# start of Raw records
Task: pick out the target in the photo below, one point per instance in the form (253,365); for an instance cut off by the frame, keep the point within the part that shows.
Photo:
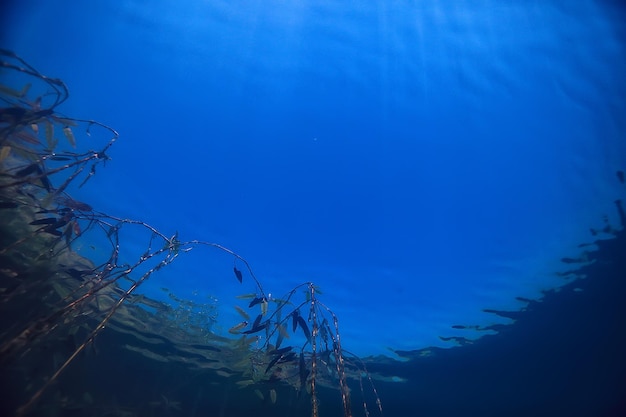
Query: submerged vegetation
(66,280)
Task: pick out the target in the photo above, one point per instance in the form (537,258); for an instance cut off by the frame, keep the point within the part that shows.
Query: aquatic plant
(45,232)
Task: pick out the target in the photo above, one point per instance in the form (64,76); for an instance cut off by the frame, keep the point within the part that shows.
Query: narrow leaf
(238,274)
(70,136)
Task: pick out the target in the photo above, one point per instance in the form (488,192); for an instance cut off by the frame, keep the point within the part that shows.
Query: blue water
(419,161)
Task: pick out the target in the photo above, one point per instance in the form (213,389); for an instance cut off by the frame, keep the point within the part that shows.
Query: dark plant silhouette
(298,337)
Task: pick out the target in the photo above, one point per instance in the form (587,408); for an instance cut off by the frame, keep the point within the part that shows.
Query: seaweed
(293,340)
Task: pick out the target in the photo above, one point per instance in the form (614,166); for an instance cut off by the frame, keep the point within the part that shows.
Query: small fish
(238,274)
# end of Raw records
# start of Raw records
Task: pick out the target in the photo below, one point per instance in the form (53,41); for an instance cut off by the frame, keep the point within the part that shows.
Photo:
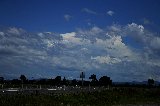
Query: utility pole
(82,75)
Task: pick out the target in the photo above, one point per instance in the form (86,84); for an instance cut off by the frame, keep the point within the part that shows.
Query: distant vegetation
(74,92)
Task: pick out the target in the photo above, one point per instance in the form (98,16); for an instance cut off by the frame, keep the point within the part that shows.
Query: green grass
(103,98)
# end of Raw records
Set problem —
Show each line of the records above that contains the string "plant". Matching is case-sensitive.

Exercise answer —
Query: aquatic plant
Query: dark plant silhouette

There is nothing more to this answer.